■ **Written instruction**:
Reproduce the entries below word for word, leaving out the pictures.

● ● ● ● ●

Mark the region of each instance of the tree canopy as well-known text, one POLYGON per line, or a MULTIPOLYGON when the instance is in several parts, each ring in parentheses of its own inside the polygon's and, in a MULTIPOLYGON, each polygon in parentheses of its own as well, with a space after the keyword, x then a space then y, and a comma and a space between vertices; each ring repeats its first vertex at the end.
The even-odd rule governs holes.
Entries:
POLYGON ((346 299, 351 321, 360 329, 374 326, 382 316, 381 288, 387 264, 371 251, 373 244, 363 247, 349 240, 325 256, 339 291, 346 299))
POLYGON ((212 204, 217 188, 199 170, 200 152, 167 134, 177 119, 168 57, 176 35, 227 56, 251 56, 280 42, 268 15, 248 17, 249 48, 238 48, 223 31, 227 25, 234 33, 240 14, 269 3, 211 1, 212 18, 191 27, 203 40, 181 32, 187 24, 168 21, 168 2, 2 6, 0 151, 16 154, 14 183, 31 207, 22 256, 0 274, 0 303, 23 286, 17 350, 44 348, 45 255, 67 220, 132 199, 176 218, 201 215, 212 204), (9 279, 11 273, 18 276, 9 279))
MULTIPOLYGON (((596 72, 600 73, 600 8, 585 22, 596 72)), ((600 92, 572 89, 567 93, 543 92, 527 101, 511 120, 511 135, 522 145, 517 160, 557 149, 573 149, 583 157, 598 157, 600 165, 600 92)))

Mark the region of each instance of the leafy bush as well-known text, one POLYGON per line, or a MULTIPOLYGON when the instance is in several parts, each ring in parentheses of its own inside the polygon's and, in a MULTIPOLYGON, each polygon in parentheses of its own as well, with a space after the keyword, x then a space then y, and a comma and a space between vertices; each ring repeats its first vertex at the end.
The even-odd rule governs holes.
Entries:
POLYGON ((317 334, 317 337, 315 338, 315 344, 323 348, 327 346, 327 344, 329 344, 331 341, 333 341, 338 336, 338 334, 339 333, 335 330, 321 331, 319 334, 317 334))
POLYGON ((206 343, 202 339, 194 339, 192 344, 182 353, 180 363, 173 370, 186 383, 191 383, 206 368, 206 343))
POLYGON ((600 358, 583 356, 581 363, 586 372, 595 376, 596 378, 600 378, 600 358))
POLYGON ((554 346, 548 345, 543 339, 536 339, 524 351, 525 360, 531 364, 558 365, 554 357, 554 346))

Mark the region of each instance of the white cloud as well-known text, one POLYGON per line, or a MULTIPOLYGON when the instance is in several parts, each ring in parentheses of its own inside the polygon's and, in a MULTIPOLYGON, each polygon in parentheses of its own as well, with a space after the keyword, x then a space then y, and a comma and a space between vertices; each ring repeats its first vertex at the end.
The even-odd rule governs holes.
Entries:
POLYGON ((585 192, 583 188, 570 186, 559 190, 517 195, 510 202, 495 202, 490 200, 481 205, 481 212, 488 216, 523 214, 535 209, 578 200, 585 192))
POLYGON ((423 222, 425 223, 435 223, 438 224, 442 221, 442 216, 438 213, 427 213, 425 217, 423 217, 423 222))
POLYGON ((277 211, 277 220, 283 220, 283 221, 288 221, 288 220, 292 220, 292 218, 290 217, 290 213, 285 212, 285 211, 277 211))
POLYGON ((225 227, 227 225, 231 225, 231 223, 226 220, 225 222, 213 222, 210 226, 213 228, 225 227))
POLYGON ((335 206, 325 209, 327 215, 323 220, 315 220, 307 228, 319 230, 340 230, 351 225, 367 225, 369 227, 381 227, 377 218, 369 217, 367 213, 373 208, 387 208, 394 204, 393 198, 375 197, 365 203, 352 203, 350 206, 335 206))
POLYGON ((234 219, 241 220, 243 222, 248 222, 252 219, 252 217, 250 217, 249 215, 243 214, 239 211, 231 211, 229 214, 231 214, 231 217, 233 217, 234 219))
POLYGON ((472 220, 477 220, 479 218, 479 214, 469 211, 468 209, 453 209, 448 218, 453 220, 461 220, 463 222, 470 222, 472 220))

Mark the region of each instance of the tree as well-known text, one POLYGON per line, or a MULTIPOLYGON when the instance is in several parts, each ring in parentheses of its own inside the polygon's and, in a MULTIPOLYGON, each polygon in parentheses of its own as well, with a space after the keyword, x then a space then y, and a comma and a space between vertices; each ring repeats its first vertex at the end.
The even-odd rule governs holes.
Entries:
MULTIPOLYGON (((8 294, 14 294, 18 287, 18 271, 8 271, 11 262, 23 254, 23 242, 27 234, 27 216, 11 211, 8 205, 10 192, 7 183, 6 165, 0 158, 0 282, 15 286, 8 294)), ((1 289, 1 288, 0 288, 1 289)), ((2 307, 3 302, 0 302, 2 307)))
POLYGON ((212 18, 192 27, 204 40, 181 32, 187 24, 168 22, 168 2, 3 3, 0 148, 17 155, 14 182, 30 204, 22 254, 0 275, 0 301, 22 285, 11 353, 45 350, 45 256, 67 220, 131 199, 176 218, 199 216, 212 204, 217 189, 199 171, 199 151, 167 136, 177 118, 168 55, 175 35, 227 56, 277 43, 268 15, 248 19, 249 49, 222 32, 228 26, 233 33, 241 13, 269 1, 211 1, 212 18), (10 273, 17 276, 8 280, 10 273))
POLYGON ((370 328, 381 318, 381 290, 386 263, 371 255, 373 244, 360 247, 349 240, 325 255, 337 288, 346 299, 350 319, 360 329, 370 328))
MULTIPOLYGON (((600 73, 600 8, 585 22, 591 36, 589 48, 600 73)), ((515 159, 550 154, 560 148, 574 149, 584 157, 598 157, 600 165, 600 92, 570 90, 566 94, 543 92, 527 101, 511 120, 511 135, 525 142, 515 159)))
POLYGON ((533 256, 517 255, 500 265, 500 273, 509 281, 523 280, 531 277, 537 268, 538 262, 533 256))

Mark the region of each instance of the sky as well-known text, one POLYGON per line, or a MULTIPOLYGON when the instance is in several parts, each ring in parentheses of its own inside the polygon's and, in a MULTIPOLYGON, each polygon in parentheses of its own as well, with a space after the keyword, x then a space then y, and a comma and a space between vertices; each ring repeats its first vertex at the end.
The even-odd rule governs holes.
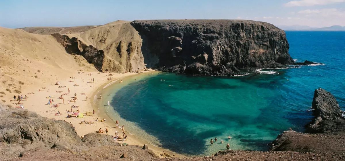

● ● ● ● ●

■ **Solution**:
Mark the region of each instance of the tree canopy as well-known text, one POLYGON per line, or a MULTIPOLYGON when the instance is in several parts, each ring in parentheses of its own inside the polygon's and, in a MULTIPOLYGON, each polygon in parentheses of its own as well, with a space after the keyword, x then a space then y, and a comma and a space between vertices; each ring repeats its first vertex at the end.
The even-odd rule governs holes.
Entries:
POLYGON ((346 299, 351 321, 360 329, 374 326, 382 316, 381 288, 387 264, 371 251, 373 244, 363 247, 349 240, 325 256, 339 291, 346 299))
POLYGON ((212 204, 217 188, 199 170, 200 152, 167 134, 177 119, 168 57, 176 35, 227 56, 251 56, 280 42, 268 15, 248 17, 249 48, 238 48, 223 31, 227 25, 234 33, 240 14, 269 3, 211 1, 212 18, 191 27, 203 40, 181 32, 187 24, 168 21, 168 2, 2 6, 0 151, 16 154, 14 183, 31 207, 22 256, 0 274, 0 303, 23 286, 17 350, 44 348, 45 255, 67 220, 132 199, 176 218, 201 215, 212 204), (9 279, 11 273, 18 276, 9 279))
MULTIPOLYGON (((596 72, 600 73, 600 8, 585 22, 596 72)), ((600 92, 572 89, 567 93, 543 92, 527 101, 511 120, 511 135, 522 145, 517 160, 557 149, 573 149, 583 157, 598 157, 600 165, 600 92)))

Mark the region of each instance of the leafy bush as well-known text, one POLYGON per line, or a MULTIPOLYGON when the instance is in several parts, each ring in parentheses of its own inside the polygon's and, in a MULTIPOLYGON, each polygon in parentheses of its own as well, with a space after the keyword, x then a space then y, and a comma and a space between vertices; each ring repeats its first vertex at the end.
The even-odd rule governs holes.
Entries:
POLYGON ((317 334, 317 337, 315 338, 315 344, 323 348, 327 346, 327 344, 329 344, 331 341, 333 341, 338 336, 338 334, 339 333, 335 330, 321 331, 319 334, 317 334))
POLYGON ((206 343, 202 339, 194 339, 192 344, 182 353, 180 363, 173 370, 186 383, 191 383, 206 368, 206 343))
POLYGON ((600 358, 583 356, 581 363, 586 372, 595 376, 596 378, 600 378, 600 358))
POLYGON ((554 346, 548 345, 543 339, 536 339, 524 351, 525 360, 531 364, 558 365, 554 357, 554 346))

Mark the region of each instance of the white cloud as well-known text, one POLYGON per line, or a MULTIPOLYGON when the instance is in several parts, each ring in parentheses of its own inside the polygon's and, in a MULTIPOLYGON, each polygon in parentheses of its own as well, with a space after the keyword, x then a space then y, and a comma and a space between vertices; each ring repeats its first vertex at the end.
The even-odd rule governs holes.
Entries:
POLYGON ((585 192, 583 188, 570 186, 559 190, 517 195, 510 202, 495 202, 490 200, 481 205, 481 212, 488 216, 523 214, 535 209, 578 200, 585 192))
POLYGON ((423 222, 425 223, 435 223, 438 224, 442 221, 442 216, 438 213, 427 213, 425 217, 423 217, 423 222))
POLYGON ((277 211, 277 220, 283 220, 283 221, 288 221, 288 220, 292 220, 292 218, 290 217, 290 213, 285 212, 285 211, 277 211))
POLYGON ((225 227, 227 225, 231 225, 231 223, 226 220, 225 222, 213 222, 210 226, 213 228, 225 227))
POLYGON ((335 206, 325 209, 327 215, 323 220, 315 220, 307 228, 319 230, 340 230, 351 225, 367 225, 369 227, 381 227, 377 218, 369 217, 367 213, 373 208, 387 208, 394 204, 393 198, 375 197, 365 203, 352 203, 350 206, 335 206))
POLYGON ((234 219, 241 220, 243 222, 248 222, 252 219, 252 217, 250 217, 249 215, 243 214, 239 211, 231 211, 229 214, 231 214, 231 217, 233 217, 234 219))
POLYGON ((472 220, 477 220, 479 218, 479 214, 469 211, 468 209, 453 209, 448 218, 453 220, 461 220, 463 222, 470 222, 472 220))

Mark the region of each instance of the tree as well-known text, one POLYGON per line, or a MULTIPOLYGON when the instance is in several parts, each ring in parentheses of its own inside the polygon's and, in a MULTIPOLYGON, each polygon in parentheses of its own as well, with a space after the keyword, x then a space then y, and a comma and a space between vertices; each ring repeats its first vertex at the end.
The even-odd rule governs holes.
Entries:
MULTIPOLYGON (((8 294, 14 294, 18 287, 18 271, 8 271, 11 262, 23 254, 23 242, 27 234, 27 216, 11 211, 8 205, 10 192, 7 183, 6 165, 0 158, 0 282, 15 286, 8 294)), ((1 289, 1 288, 0 288, 1 289)), ((2 307, 3 302, 0 302, 2 307)))
POLYGON ((212 18, 192 27, 204 40, 181 32, 187 24, 168 22, 168 2, 3 3, 0 148, 17 155, 14 182, 30 204, 22 254, 0 275, 0 301, 22 285, 11 353, 45 350, 45 256, 67 220, 131 199, 176 218, 199 216, 212 204, 217 189, 199 171, 199 151, 167 136, 177 118, 168 55, 175 35, 227 56, 277 43, 268 15, 248 19, 249 49, 222 32, 228 26, 233 33, 241 13, 269 1, 211 1, 212 18), (10 273, 17 276, 8 280, 10 273))
POLYGON ((370 328, 381 318, 381 290, 386 263, 371 255, 373 244, 360 247, 349 240, 325 255, 337 288, 346 299, 350 319, 360 329, 370 328))
MULTIPOLYGON (((600 73, 600 8, 585 22, 591 36, 589 48, 600 73)), ((515 159, 550 154, 560 148, 574 149, 584 157, 598 157, 600 165, 600 92, 570 90, 566 94, 543 92, 527 101, 511 120, 511 135, 525 142, 515 159)))
POLYGON ((533 256, 517 255, 500 265, 500 273, 509 281, 523 280, 531 277, 537 268, 538 262, 533 256))

Mark the region of each instance of the sky as well-known text, one POLYGON per line, or a MULTIPOLYGON when the instance is in several parts, each ring in parentheses of its own inside the polygon's and, in a MULTIPOLYGON, each polygon in parentheses of its own as well, with a space after the keyword, x then a space then y, and a comma and a space between vertices; each ring repeats its first vertex at the end.
The even-odd rule governs holes.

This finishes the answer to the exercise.